*ACTION ITEM*
Only an exact repetition of all the entries will be accepted.

────────────────────────────────────────

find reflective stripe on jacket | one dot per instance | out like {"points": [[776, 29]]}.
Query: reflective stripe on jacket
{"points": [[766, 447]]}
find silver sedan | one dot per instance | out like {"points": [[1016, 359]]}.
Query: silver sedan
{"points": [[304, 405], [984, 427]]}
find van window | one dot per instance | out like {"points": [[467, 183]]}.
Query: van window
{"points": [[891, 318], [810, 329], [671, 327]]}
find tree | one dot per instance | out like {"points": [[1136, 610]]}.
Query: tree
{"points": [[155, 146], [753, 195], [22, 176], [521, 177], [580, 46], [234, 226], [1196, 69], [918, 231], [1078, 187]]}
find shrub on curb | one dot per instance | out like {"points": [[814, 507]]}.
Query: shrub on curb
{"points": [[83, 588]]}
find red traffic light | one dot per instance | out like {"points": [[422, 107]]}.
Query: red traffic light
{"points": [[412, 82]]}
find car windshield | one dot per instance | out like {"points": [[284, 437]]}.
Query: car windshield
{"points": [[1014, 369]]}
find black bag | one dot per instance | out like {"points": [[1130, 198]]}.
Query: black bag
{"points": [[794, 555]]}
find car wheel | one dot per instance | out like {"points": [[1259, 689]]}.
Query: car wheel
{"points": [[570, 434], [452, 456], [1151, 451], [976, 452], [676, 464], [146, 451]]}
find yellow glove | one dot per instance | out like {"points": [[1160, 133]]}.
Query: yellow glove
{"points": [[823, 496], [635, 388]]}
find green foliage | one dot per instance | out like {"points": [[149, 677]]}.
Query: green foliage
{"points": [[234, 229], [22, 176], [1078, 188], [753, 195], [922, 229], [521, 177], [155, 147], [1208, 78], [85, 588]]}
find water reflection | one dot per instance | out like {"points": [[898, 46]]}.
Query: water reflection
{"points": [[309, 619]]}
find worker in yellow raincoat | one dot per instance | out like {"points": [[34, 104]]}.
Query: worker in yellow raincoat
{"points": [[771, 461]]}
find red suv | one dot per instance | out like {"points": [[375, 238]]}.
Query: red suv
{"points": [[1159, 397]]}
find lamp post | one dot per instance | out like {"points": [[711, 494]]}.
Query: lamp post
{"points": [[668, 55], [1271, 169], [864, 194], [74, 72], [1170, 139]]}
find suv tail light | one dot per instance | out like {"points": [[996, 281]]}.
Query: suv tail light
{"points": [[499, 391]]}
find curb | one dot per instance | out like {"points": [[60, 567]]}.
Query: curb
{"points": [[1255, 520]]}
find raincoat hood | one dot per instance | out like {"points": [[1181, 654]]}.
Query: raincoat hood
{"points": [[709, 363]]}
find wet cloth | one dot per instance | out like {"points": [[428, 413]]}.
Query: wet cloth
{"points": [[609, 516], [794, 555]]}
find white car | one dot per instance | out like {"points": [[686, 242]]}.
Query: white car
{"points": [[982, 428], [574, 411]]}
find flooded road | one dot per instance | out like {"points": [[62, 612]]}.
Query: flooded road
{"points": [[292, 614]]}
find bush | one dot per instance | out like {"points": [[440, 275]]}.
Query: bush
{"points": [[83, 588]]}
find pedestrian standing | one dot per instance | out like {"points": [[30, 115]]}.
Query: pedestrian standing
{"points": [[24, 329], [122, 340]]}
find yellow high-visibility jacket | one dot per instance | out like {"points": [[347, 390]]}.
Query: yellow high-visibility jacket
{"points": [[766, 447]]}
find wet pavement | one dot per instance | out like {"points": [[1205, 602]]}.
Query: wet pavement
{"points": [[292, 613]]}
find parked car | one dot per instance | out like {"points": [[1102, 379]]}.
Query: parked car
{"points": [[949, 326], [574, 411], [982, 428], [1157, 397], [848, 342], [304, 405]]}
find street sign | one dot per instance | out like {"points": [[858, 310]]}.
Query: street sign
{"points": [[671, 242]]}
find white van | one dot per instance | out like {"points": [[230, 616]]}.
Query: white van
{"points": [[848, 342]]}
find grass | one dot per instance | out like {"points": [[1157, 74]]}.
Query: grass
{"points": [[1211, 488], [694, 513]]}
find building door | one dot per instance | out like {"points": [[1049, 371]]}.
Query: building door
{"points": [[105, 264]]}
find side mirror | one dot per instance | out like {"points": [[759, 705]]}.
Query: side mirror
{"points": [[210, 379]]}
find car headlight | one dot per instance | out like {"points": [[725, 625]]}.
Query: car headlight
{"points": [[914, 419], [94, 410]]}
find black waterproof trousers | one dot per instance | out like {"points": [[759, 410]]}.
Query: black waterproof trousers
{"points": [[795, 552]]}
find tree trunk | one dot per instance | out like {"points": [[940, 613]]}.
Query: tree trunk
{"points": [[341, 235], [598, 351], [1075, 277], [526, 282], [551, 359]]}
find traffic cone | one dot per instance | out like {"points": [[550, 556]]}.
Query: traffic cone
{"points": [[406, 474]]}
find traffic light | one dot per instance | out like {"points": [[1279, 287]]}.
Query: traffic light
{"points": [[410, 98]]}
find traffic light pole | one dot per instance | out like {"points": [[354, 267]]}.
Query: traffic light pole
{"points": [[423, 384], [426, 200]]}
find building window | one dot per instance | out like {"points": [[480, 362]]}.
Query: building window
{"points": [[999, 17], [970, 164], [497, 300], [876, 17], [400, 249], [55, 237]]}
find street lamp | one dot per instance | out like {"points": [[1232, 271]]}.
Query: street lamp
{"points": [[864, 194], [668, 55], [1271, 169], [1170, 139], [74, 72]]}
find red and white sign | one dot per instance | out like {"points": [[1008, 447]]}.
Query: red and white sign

────────────────────────────────────────

*SOLUTION TO THIS TASK*
find reflective stripe on jacket | one dot per instance | out like {"points": [[776, 29]]}.
Query: reflective stripe on jacket
{"points": [[766, 447]]}
find silver sedan | one dot per instance | out like {"points": [[1016, 359]]}.
Query: silver sedan
{"points": [[304, 405], [984, 427]]}
find van window | one dot per instance | out like {"points": [[467, 183]]}.
Query: van window
{"points": [[891, 318], [810, 329], [671, 327]]}
find tree | one dot per instance | out like {"points": [[1136, 610]]}.
Query: tree
{"points": [[155, 146], [753, 195], [22, 176], [521, 177], [580, 46], [234, 226], [1196, 69], [918, 231], [1078, 187]]}
find shrub on curb | one dot per instance | out like {"points": [[814, 507]]}.
Query: shrub on curb
{"points": [[83, 588]]}
find red traffic light | one dot per instance | out like {"points": [[422, 107]]}.
Query: red traffic light
{"points": [[412, 82]]}
find car windshield | one dot per instance | out like {"points": [[284, 437]]}.
Query: car windshield
{"points": [[1014, 369]]}
find black bag | one dot per instance | out like {"points": [[1130, 198]]}.
Query: black bag
{"points": [[794, 555]]}
find car wheel | one dot per instance | out like {"points": [[1259, 689]]}.
Query: car wheel
{"points": [[570, 434], [452, 456], [1151, 451], [976, 452], [676, 464], [146, 451]]}
find yellow glove | one dot per instance | out like {"points": [[1160, 133]]}.
Query: yellow glove
{"points": [[823, 496], [635, 388]]}
find green foliage | one dot per instance | out like {"points": [[149, 677]]}.
Query: green foliage
{"points": [[234, 229], [22, 176], [1078, 188], [753, 195], [922, 229], [521, 177], [155, 147], [1208, 78], [85, 588]]}
find water reflection | one dot per instance | out like {"points": [[898, 46]]}.
Query: water reflection
{"points": [[309, 619]]}
find worker in yellow raincoat | one dot per instance | out like {"points": [[34, 104]]}.
Query: worker in yellow raincoat
{"points": [[771, 461]]}
find red suv | one dot per instance | out like {"points": [[375, 238]]}.
Query: red suv
{"points": [[1159, 397]]}
find lamp post | one dot per instance | out like {"points": [[711, 494]]}.
Query: lamp post
{"points": [[668, 55], [1271, 169], [864, 194], [74, 72], [1170, 139]]}
find suv tail light | one dot per instance | out like {"points": [[996, 281]]}.
Query: suv tail light
{"points": [[499, 391]]}
find curb | one dot per instance | out like {"points": [[60, 567]]}.
Query: curb
{"points": [[1255, 520]]}
find raincoat hood | one dot per instance | out like {"points": [[1181, 654]]}.
Query: raincoat hood
{"points": [[709, 363]]}
find wet cloth | one dot per instance | out like {"points": [[428, 413]]}.
Query: wet cloth
{"points": [[609, 516], [794, 555]]}
find white car | one dot per instance | out like {"points": [[686, 242]]}.
Query: white car
{"points": [[982, 428], [574, 411]]}
find flooded road | one dot per instance | out like {"points": [[62, 612]]}.
Query: flooded road
{"points": [[292, 614]]}
find bush | one dot per instance | out like {"points": [[440, 275]]}.
Query: bush
{"points": [[83, 588]]}
find pedestrian standing | one dot per instance | out like {"points": [[30, 115]]}.
Query: pedestrian standing
{"points": [[24, 329], [122, 340]]}
find yellow high-visibility jacket | one dot per instance | out like {"points": [[347, 390]]}.
Query: yellow high-visibility jacket
{"points": [[766, 447]]}
find wet pavement | one dot per instance | out like {"points": [[1205, 602]]}.
Query: wet pavement
{"points": [[292, 613]]}
find parked car | one dot per instance | out like {"points": [[1102, 379]]}.
Query: parked car
{"points": [[949, 326], [574, 411], [982, 428], [1157, 397], [848, 342], [304, 405]]}
find street sign | one dot per instance | out like {"points": [[858, 310]]}.
Query: street sign
{"points": [[671, 242]]}
find white van | one dot per instance | out like {"points": [[230, 616]]}.
Query: white van
{"points": [[848, 342]]}
find grass | one dot per instance | out like {"points": [[1157, 74]]}.
Query: grass
{"points": [[1211, 488], [694, 513]]}
find building door | one dot per instance | out like {"points": [[1049, 371]]}.
Query: building door
{"points": [[105, 264]]}
find side mirror | one dot per instance | out like {"points": [[759, 705]]}.
Query: side mirror
{"points": [[210, 379]]}
find car headlight | one dot per instance | out like {"points": [[725, 625]]}.
Query: car headlight
{"points": [[914, 419], [94, 410]]}
find black waterproof trousers | one dot per instance | out like {"points": [[759, 410]]}.
Query: black waterproof trousers
{"points": [[795, 552]]}
find tree trunk | one dot per instance | out like {"points": [[940, 613]]}.
Query: tree trunk
{"points": [[341, 235], [598, 351], [1075, 277], [526, 282], [551, 359]]}
find traffic cone | one dot per instance | out like {"points": [[550, 556]]}.
Query: traffic cone
{"points": [[406, 474]]}
find traffic light | one dot per instance | out like {"points": [[1279, 287]]}.
Query: traffic light
{"points": [[410, 98]]}
find traffic light pole | one dot per instance | out like {"points": [[354, 267]]}.
Query: traffic light pole
{"points": [[423, 384], [426, 200]]}
find building window | one dot per instance | out like {"points": [[480, 362]]}.
Query: building window
{"points": [[999, 17], [970, 164], [497, 300], [876, 17], [400, 249], [55, 237]]}
find street lamp | one dot per instance | out like {"points": [[1232, 271]]}.
Query: street lamp
{"points": [[864, 194], [668, 55], [1271, 169], [1170, 139], [74, 72]]}
find red and white sign | one dot per instance | out like {"points": [[1008, 447]]}.
Query: red and white sign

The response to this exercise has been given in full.